#### ENTRIES SHOWN
++++++++++

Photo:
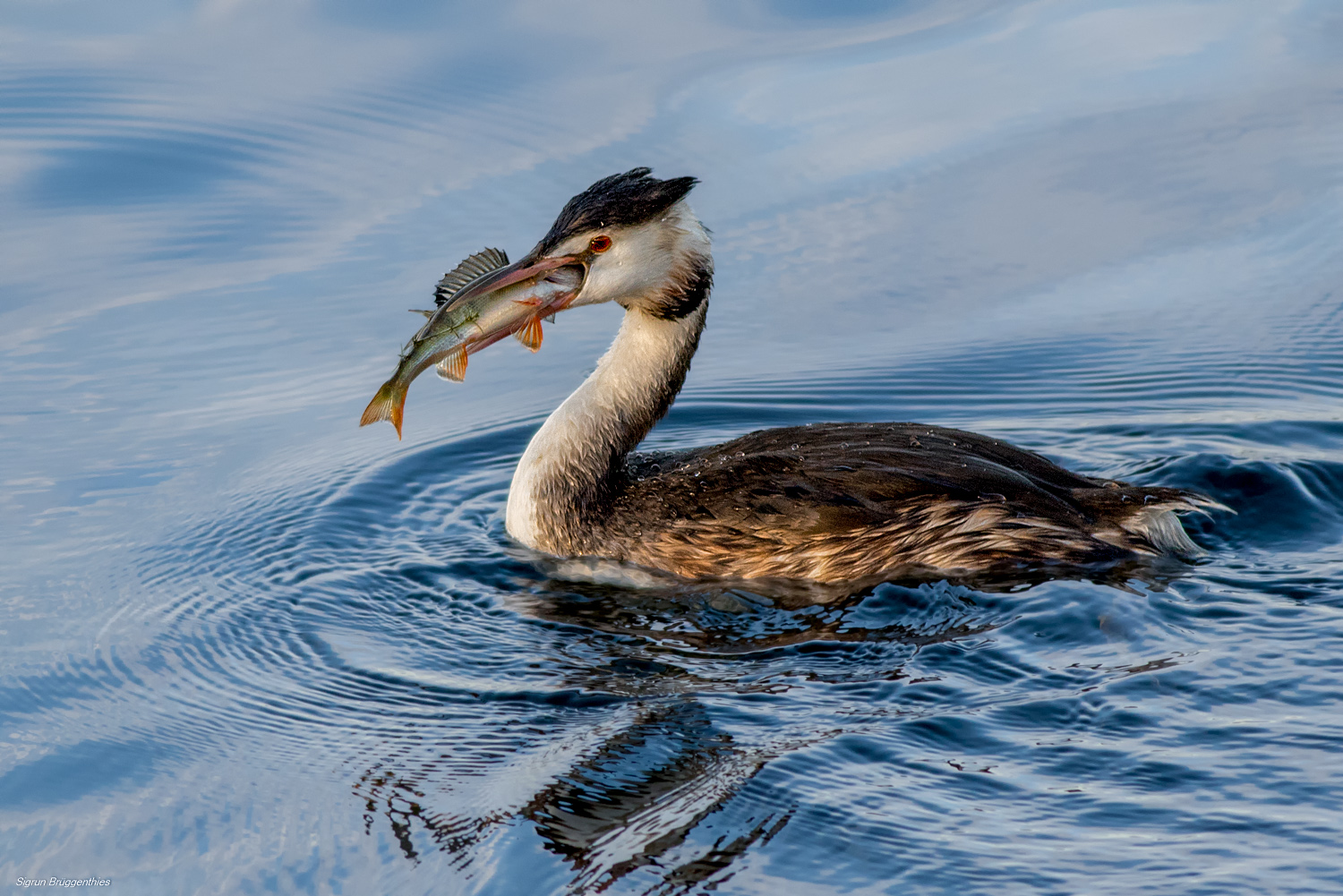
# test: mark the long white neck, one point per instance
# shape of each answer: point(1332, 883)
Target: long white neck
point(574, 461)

++++++++++

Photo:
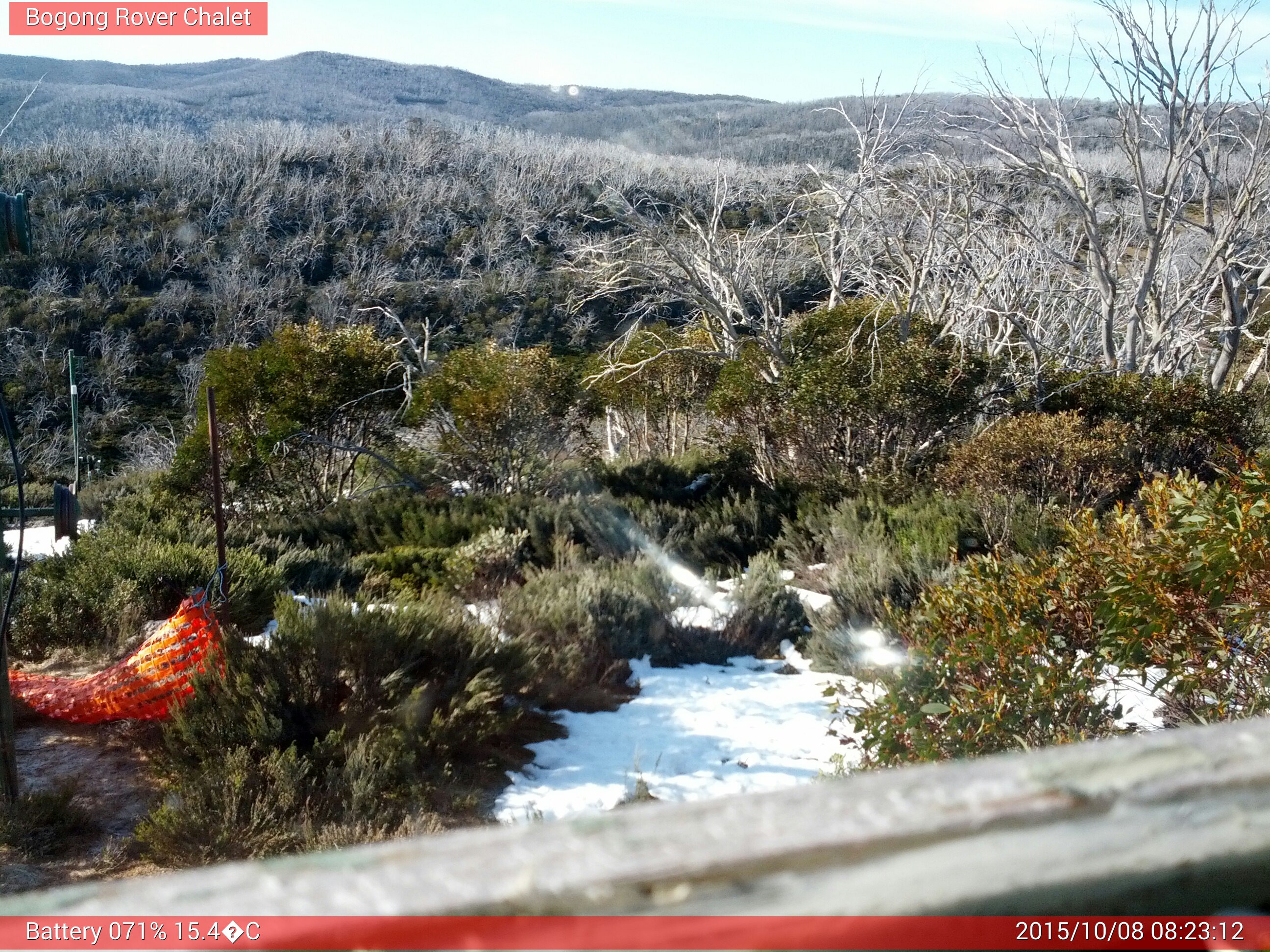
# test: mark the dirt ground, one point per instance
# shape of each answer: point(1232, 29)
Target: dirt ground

++++++++++

#### GOAL
Which of the lines above contain the word "neck"? Copy each of those lines in full.

#### ANSWER IN FULL
# test: mark the long white neck, one point per instance
Target: long white neck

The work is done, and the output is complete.